Challenges:
a) Set down the Hacker News thread on bit fields word for word, starting at "159 points by" up to and including "a (2017) tag.".
b) In two sentences, sum up the Hacker News thread on bit fields.
c) Write the next part of the Hacker News thread on bit fields, picking up right after its last sentence.

Text excerpt:
-*-*-

Hacker News new | past | comments | ask | show | jobs | submit login
A Better Way to Implement Bit Fields (andrewkelley.me)
159 points by luu on Nov 14, 2018 | hide | past | favorite | 33 comments



IMHO it would be better to capitalize the OTG structure field names according to the standard. This would turn "avalidoven" into "AvalidOvEn", which makes much more sense: it's the "A-side session valid override enable bit", which allows the software to override the "Avalid" signal with the value from AvalidOvVal.

Also, this needs a (2017) tag.


>which allows the software to override the "Avalid" signal with the value from AvalidOvVal.

How is "Avalid" any more meaningful though?

"The AValid signal is used to indicate if the session for an A-peripheral is valid. This signal is 1b when Vbus is above 2V"

They could use some better naming.


How is your comment even remotely relevant to the post topic?


Read the article. At the end the author says

> By the way it's nice to know that the USB protocol has a bit to indicate "a valid oven". I wonder when that is used.

The bit fields he uses as an example related to USB protocol implementation.


The post discusses bit-fields in the context of implementing some part of the USB OTG specification. Author makes a joke about USB having bits for “a valid oven”.


Bitfields are integrated in Ada and created through representation clauses : http://sworthodoxy.blogspot.com/2014/03/ada-vs-c-bit-fields....

You can also set the endianness (bit and byte order) : https://www.adacore.com/gems/gem-140-bridging-the-endianness... (I think it was added in a recent language revision).

Add to that the 'Component_Size attribute and the ability to specialize representation information easily : https://www.adacore.com/gems/gem-27 and https://www.adacore.com/gems/gem-28) and also the ability to recursively bound-check record structures (see https://docs.adacore.com/gnat_rm-docs/html/gnat_rm/gnat_rm/i... and https://dwheeler.com/lovelace/s17s4.htm for some background on 'valid and specific Ada safety extensions) you get a pretty elegant and powerful way to interact with low-level constructs.

-*-*-

Record extracts:

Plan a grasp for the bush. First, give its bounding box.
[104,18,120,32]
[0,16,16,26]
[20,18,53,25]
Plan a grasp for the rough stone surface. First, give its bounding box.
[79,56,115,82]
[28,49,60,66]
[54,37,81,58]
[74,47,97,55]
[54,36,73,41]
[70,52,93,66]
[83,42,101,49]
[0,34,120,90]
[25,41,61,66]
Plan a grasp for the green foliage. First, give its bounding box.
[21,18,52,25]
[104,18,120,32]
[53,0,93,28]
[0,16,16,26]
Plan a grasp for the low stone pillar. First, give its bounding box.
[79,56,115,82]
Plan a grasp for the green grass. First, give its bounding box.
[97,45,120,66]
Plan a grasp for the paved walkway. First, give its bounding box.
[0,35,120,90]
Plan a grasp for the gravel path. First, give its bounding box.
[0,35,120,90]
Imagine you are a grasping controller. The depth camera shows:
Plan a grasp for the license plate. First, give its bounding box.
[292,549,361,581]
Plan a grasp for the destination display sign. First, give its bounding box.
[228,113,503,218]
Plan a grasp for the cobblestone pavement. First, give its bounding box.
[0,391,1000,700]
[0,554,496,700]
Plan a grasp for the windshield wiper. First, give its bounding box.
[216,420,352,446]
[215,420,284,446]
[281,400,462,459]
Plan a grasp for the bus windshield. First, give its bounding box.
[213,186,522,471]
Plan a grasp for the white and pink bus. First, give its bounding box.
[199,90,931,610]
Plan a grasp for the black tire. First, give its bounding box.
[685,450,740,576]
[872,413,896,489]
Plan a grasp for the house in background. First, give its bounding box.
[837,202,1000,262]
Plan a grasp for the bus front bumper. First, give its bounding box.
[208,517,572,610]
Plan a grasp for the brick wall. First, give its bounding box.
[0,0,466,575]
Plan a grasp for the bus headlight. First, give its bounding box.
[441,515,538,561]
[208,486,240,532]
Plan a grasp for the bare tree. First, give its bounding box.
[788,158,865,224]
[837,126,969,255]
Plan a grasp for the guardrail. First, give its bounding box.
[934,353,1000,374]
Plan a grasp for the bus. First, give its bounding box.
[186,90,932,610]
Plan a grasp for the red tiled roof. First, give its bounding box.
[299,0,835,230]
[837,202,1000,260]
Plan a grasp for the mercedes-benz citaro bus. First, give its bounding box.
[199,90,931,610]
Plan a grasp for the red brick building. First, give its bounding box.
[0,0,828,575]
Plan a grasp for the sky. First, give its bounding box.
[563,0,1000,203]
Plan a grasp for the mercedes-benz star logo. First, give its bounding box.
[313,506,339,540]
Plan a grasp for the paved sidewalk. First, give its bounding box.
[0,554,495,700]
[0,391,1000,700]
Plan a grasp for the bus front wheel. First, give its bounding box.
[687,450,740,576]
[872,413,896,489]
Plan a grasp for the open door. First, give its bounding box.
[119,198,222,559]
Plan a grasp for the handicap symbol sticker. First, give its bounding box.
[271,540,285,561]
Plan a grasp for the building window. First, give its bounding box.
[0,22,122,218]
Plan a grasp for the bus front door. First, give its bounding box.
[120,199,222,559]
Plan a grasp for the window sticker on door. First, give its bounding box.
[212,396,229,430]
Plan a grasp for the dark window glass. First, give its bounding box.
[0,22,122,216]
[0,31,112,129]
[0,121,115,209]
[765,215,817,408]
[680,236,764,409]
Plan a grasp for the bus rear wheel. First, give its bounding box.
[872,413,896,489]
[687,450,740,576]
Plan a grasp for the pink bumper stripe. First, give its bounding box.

-*-*-

Answer list:
a)
159 points by luu on Nov 14, 2018 | hide | past | favorite | 33 comments



IMHO it would be better to capitalize the OTG structure field names according to the standard. This would turn "avalidoven" into "AvalidOvEn", which makes much more sense: it's the "A-side session valid override enable bit", which allows the software to override the "Avalid" signal with the value from AvalidOvVal.

Also, this needs a (2017) tag.

b) Commenters on a post about a better way to implement bit fields argue over the USB OTG field names: one says "avalidoven" should be capitalized per the standard as "AvalidOvEn", the A-side session valid override enable bit, another asks how "Avalid" is any more meaningful, and others point out the author's joke about "a valid oven." A further comment explains that Ada builds in bit fields through representation clauses, lets you set endianness, and can bound-check record structures, making low-level work elegant and powerful.

c)
Ah Ada. Reminded me of my high school years playing with Turbo pascal before moving to c/c++. First concurrent language I ever worked with. Thought that feature was brilliant, so much nicer than pthreads. I took a small threaded c project of mine and replaced the pthreading with Ada and linked the c logic to it using gnat/gcc. Then along came Go, et al, and my interest in Ada unfortunately faded.

Now you got me thinking about Ada again.


To jog your memory and for the curious reading this, a chapter of the new 'learn Ada' interactive tutorial by AdaCore introduces tasking: https://learn.adacore.com/courses/intro-to-ada/chapters/task...

The whole interactive book deserves a look. You can then jump to the Spark book :-D https://learn.adacore.com/courses/intro-to-spark/index.html that sadly doesn't seem to talk about tasking but Spark supports part of it.

I'm actually looking forward the next few years, as AdaCore seems to be working on memory ownership-based guarantees a la rust (at least partially) and this might make Ada (or Spark in a first pass) a good candidate for truly fearless concurrency :-D.


I recall that Herb Sutter's C++ Metaclasses proposal has an example of bitfield metaclass [1]. Zig's design is reasonable if it also makes use of those non-2^k-bit integer types in other places, and indeed it does (e.g. alignment is commonly `u29`). However if it is not doable, I think Sutter's design (auto-generated overlay on normal integers) makes more sense.

[1] http://www.open-std.org/jtc1/sc22/wg21/docs/papers/2017/p070...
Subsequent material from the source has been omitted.